EXERCISE DIRECTIONS: Copy each line of the listing below exactly and drop the images.
►
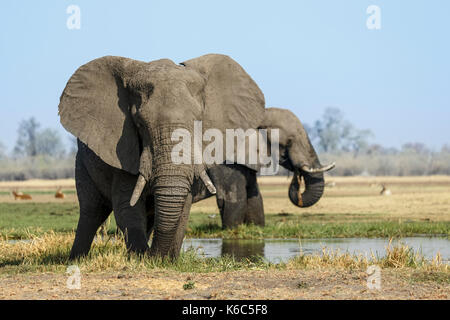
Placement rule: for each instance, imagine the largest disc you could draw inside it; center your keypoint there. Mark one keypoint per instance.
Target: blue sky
(304, 55)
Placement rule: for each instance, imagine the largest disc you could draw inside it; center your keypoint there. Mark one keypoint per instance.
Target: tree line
(40, 153)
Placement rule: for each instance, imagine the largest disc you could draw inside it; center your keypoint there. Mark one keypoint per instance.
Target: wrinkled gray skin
(123, 113)
(238, 196)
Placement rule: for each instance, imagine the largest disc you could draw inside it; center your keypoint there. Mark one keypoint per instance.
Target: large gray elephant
(123, 113)
(238, 196)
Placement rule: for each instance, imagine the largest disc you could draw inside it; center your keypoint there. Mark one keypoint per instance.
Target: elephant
(238, 196)
(124, 113)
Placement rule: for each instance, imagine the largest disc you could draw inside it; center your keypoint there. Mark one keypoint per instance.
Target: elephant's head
(297, 155)
(126, 111)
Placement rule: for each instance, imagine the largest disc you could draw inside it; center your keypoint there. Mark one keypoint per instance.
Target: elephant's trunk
(171, 183)
(169, 204)
(314, 186)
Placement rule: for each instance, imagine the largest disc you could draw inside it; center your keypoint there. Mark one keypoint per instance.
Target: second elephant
(238, 196)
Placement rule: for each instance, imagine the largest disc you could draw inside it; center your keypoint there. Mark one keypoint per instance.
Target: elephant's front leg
(255, 207)
(181, 229)
(132, 221)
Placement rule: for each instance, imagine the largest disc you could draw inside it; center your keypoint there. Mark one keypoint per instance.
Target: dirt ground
(286, 284)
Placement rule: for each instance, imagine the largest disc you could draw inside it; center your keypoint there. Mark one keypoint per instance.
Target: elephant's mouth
(314, 185)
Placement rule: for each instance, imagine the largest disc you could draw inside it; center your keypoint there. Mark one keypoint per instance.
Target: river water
(281, 250)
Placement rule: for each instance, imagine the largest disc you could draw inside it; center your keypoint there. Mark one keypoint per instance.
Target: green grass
(19, 221)
(50, 253)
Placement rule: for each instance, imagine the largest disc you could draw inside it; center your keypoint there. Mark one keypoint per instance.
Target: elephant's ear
(232, 99)
(95, 107)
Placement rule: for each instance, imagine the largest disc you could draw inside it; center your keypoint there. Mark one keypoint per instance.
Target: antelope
(385, 191)
(330, 184)
(59, 194)
(20, 195)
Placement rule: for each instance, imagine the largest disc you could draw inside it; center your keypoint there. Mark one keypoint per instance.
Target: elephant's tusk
(207, 181)
(322, 169)
(140, 184)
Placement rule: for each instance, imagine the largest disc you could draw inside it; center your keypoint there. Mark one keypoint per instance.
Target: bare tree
(32, 141)
(26, 141)
(334, 133)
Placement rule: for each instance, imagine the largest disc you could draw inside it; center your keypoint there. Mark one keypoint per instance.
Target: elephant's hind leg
(94, 209)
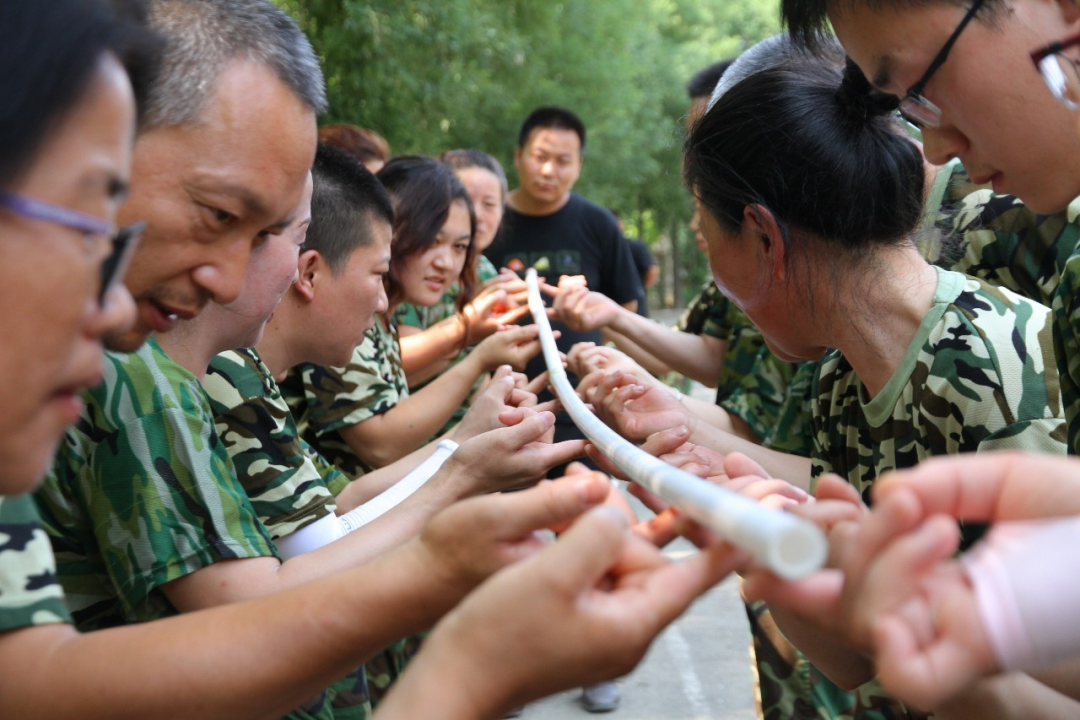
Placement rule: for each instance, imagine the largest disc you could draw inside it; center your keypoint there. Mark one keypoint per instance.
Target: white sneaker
(602, 697)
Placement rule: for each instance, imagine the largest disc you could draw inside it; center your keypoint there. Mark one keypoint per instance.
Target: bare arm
(386, 437)
(504, 458)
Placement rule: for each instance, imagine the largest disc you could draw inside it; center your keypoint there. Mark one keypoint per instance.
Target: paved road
(698, 668)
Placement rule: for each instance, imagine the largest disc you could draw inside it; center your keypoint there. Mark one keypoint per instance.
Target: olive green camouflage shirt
(1007, 244)
(143, 492)
(325, 399)
(974, 378)
(29, 594)
(288, 484)
(286, 488)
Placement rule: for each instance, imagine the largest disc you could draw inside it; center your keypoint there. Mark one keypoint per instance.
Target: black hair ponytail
(819, 148)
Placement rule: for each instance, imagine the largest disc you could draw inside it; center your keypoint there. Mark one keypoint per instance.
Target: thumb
(529, 429)
(584, 553)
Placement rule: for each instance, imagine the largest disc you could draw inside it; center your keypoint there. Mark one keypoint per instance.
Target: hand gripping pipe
(790, 546)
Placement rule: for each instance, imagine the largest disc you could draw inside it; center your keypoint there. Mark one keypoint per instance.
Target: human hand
◄
WRITTEN REPLY:
Placement rule: for each instance, imagine the largest disc you could draw inside it; center your keypoint there. Mark one keypoint per instance.
Target: blue sky
(304, 55)
Placement rule: for each instance, imagine the largest disc you could draw inside it; center your keypoint there. Mark one keypoint per instance.
Target: tree line
(40, 153)
Placement rule: for each instance, imagine the largest disc you could draw inside it; center your keypoint there. Mark one keypoint per instance.
Target: wrinkled gray skin
(123, 113)
(238, 196)
Placement rule: for each instance, imagine the largest disc you could draw inside it; center your keypoint there. Mark one keypoint per instance.
Target: large gray elephant
(123, 113)
(238, 196)
Placement rule: for each instance, imagine the largest disc you could draw inside it; center your keypoint there. Mark one keypoint per instance.
Target: elephant
(238, 196)
(124, 113)
Placement rule: for each instance, imagine the largest disc you could draw inside it; center your keypoint there. Mark one keypoint per instance.
Target: elephant's head
(297, 155)
(126, 111)
Placement rule: for each instance, imagine the largest disc you could draw inside it; center your keypoint there. Mark one keypoint per instance.
Target: elephant's trunk
(171, 183)
(169, 204)
(314, 186)
Placement rule: for each instance, imagine the largest disc you could draw inside it; center your keypoint there. Mark one keypoint per instance.
Target: second elephant
(238, 196)
Placement rule: for each instance, imagine the largest disc you could draw inside it; center your keypoint there. Mark one keypoint per instance.
Target: elephant's front leg
(255, 207)
(181, 229)
(132, 221)
Placement rule: for each instance, imagine the largest disc you could draw inside it; center your keypoint there. Mark one keypoint per instance.
Target: dirt ground
(286, 284)
Placement rule: for each instance, imagine the largest disc you could draw inside it; center your keypoint there. Mark one keypoint per instance.
Target: elephant's mouth
(314, 185)
Placement rule: for each instance, imagine the largest disc you could draw inside it; center your keypoint there. Mark one keypoint per instance.
Target: river water
(281, 250)
Placement rule: for each instance, imagine the largest disc you could draw inside it; center your keypoint there. Mark one keypoint per instance.
Target: green grass
(19, 221)
(50, 253)
Placement rule: for each instance, imagine the largest disc you could draw inside it; center your keypoint there. Mark one keypoint per instance.
Target: elephant's ear
(232, 99)
(95, 107)
Placement rule: for each instance, imagine the largest disc you could draw inside it; center your keypoint there. Mark one keypoint per instance.
Target: antelope
(385, 191)
(330, 184)
(59, 194)
(20, 195)
Placement rule: for each instance, imagine the largest disc you could draw inside it; center your keypoint there. Mark one keypoint per instance.
Target: elephant's tusk
(207, 181)
(322, 169)
(140, 184)
Placement rule: for each instance, imagine the largest disc you could draw inside it; center your keypoint there. Mark one keypoint per instance.
Target: bare tree
(32, 141)
(26, 141)
(334, 133)
Placement rule: for each instance, imagine the largest disc you could draw inside it; center your keypoint there. Mark one keypoint per instance.
Target: elephant's hind leg
(94, 209)
Placement rule: for each instance, imagine the largest disc you could draw inside it; center your keypoint there. Mark one keypoint per instance.
Target: white sneaker
(602, 697)
Placement rule: for each instance, imagine the largest disc you could draw inside it; center your keypoint there. Mark one keypoint per instance.
Target: bare arm
(386, 437)
(504, 458)
Placement rule: for each instance, imagine the largest disc you could draw inside it; center your keypoint there. Mark one keypoint per instance.
Target: paved road
(698, 668)
Placement rule: for each instance, imagine the largest disc you could draw inside it; center your keypoint there. Mark one keypoint per instance.
Target: olive green camouflage shirt
(1007, 244)
(143, 492)
(325, 399)
(974, 378)
(29, 594)
(288, 484)
(286, 488)
Placement rule: for each instance, imagine the largest disc you could draw inside it; center your keypoint there. Mark one keypoint per instance.
Target: black hair ponytail
(819, 148)
Placement rule: for each instance, imagine the largest disc you could draw inside it; center your keypoint there. Mark one keypoint per instance.
Target: thumb
(529, 429)
(584, 553)
Placement rule: for each instance, imagine the largest disc you could draw inside it; center your keypoint there. Mark one keypoint per instance.
Target: hand gripping pipe
(790, 546)
Placement rule: for each instance, imagine the largest disc you could draw inside it; center your keypoint there. Mark one keypoint per instance.
Target: human hand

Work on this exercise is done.